#### Data in this exercise ####

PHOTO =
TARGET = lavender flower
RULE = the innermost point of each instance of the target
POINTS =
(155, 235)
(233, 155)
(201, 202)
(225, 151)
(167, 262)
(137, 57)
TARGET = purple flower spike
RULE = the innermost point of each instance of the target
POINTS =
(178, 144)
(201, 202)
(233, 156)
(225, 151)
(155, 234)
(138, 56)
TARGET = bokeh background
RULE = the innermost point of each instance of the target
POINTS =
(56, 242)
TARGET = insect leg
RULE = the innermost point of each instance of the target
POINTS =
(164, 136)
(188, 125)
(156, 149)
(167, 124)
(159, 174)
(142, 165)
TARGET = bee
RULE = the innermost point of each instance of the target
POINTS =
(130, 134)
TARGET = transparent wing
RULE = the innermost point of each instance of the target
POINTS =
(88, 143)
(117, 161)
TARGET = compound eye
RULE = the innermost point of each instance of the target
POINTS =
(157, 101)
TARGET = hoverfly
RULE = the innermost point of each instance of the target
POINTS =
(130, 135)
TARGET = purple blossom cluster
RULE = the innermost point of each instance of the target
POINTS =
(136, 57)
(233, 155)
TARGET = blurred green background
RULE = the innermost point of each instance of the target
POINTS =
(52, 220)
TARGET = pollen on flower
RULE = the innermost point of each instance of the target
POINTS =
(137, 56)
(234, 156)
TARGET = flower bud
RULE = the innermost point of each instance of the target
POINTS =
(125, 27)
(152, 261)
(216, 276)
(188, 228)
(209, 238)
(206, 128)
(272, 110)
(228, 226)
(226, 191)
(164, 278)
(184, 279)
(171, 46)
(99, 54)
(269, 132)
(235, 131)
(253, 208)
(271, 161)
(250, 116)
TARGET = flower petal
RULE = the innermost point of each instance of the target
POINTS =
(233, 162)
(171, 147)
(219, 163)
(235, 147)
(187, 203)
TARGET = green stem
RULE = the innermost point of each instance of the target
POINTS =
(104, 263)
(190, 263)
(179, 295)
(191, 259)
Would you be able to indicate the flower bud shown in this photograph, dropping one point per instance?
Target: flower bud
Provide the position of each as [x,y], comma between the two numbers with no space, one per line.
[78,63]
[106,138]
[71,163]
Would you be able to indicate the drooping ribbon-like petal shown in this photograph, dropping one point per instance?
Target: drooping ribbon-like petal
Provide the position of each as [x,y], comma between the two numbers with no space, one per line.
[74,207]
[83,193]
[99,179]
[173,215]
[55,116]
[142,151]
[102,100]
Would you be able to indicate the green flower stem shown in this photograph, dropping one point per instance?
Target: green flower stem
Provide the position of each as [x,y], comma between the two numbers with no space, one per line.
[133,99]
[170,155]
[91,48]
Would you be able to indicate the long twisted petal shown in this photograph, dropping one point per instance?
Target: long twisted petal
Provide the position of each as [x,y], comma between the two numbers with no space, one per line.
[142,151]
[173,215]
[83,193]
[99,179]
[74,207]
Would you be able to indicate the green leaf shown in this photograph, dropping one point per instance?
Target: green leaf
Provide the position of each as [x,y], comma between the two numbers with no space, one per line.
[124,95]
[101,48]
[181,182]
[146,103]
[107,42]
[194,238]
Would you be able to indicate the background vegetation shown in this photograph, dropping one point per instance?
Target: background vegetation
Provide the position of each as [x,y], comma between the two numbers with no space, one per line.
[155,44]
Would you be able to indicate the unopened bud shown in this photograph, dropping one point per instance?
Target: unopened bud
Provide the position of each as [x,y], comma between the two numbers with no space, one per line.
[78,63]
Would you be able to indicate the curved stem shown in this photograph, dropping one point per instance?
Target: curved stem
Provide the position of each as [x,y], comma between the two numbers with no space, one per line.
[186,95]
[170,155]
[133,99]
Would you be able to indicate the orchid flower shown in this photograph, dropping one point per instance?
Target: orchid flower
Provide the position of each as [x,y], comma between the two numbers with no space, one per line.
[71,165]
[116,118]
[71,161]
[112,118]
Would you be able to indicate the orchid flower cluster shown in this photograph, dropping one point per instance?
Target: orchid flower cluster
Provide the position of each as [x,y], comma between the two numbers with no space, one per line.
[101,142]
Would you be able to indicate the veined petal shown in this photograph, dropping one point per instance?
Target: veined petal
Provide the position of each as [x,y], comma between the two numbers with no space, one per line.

####

## Job
Your task is to output all of the data above word for word.

## The reply
PHOTO =
TARGET = lavender flower
RULE = the innermost point of each instance of the target
POINTS =
(155, 235)
(233, 155)
(201, 202)
(225, 151)
(167, 262)
(137, 57)
TARGET = purple flower spike
RULE = the innermost point of each instance of the target
POINTS =
(178, 144)
(201, 202)
(233, 156)
(225, 151)
(155, 234)
(138, 56)
TARGET = bokeh background
RULE = the innermost point of each instance of the target
POINTS =
(56, 242)
TARGET = insect leg
RULE = the innermost point of each instance of the target
POINTS =
(164, 136)
(188, 125)
(156, 149)
(167, 124)
(159, 174)
(142, 165)
TARGET = bee
RULE = the innermost point of each instance of the target
POINTS =
(130, 134)
TARGET = transparent wing
RULE = the innermost point of each instance of the target
POINTS =
(88, 143)
(117, 161)
TARGET = compound eye
RULE = the innermost point of each instance of the target
POINTS =
(157, 101)
TARGET = hoverfly
RULE = the innermost point of each instance of the target
POINTS =
(130, 135)
TARGET = purple blossom cluster
RULE = the innermost point of each instance of the target
POINTS =
(136, 57)
(233, 155)
TARGET = blurred green background
RULE = the innermost point of each instance of the target
POINTS =
(52, 220)
TARGET = pollen on flower
RULE = the innermost point of each instance of the target
POINTS =
(137, 56)
(234, 156)
TARGET = flower bud
RULE = the innermost point of each instance of the target
POINTS =
(125, 27)
(152, 261)
(216, 276)
(188, 228)
(209, 238)
(206, 128)
(272, 110)
(228, 226)
(226, 191)
(164, 278)
(184, 279)
(171, 46)
(99, 54)
(269, 132)
(235, 131)
(253, 208)
(271, 161)
(250, 116)
TARGET = flower petal
RULE = the innermost point of each instance of the target
POINTS =
(233, 162)
(171, 147)
(219, 163)
(235, 147)
(187, 203)
TARGET = green stem
RULE = the innermost point of each instance of the target
POINTS =
(104, 263)
(190, 263)
(179, 295)
(191, 259)
Would you be able to indicate the flower bud shown in this photograph, dropping one point per instance?
Target: flower bud
Provide the position of each as [x,y], comma between the two numbers with no space, one per line.
[78,63]
[106,138]
[71,163]
Would you be able to indicate the drooping ribbon-like petal shown in this photograph, dropping one point per instance?
Target: drooping ribbon-like petal
Provide the position of each as [x,y], comma between the two numbers with no space, one per line.
[74,207]
[83,193]
[99,179]
[173,215]
[55,116]
[142,151]
[102,100]
Would you be able to indicate the green flower stem shown in this photograph, dropping one point per instance?
Target: green flower stem
Provide the position of each as [x,y], comma between the two numbers with no space, one per line.
[133,99]
[170,155]
[91,48]
Would you be able to indicate the long twisted petal shown in this photograph, dropping one point per instance?
Target: long twisted petal
Provide the position of each as [x,y], comma between the two numbers with no space, one per line.
[142,151]
[173,215]
[83,193]
[99,179]
[74,207]
Would you be able to indicate the green leaf shown in this photograph, dropping one point per instance?
Target: green leaf
Provide the position of each as [x,y], comma between the two numbers with no space, one per line.
[124,95]
[101,48]
[181,182]
[146,103]
[107,42]
[194,238]
Would you be able to indicate the background vegetation shown in this photograph, dropping one point per instance?
Target: background vegetation
Provide the position of each as [x,y], comma between the two numbers with no space, one per line.
[155,44]
Would you be able to indicate the unopened bud shown in this photograph, dropping one point per instance?
Target: unopened bud
Provide the position of each as [x,y], comma between the two numbers with no space, one per line.
[78,63]
Would you be able to indicate the curved stem shown in this photograph, dropping one point per instance?
Target: curved stem
Provide the position of each as [x,y], comma between the two numbers with no space, one per line.
[186,95]
[170,155]
[133,99]
Would you be able to indicate the orchid flower shown in this photograph, dropping one point per instance?
Target: orchid flower
Provide the position of each as [x,y], comma between the two numbers with no space, one per line.
[71,165]
[116,118]
[71,161]
[112,118]
Would you be able to indicate the orchid flower cluster shown in this photograph, dropping one point per instance?
Target: orchid flower cluster
Provide the position of each as [x,y], comma between the two numbers with no space, one per line.
[101,142]
Would you be able to indicate the veined petal shown in this photograph, dropping one point per instance?
Target: veined petal
Provide the position of each as [x,y], comma between the two numbers with no space, one per line.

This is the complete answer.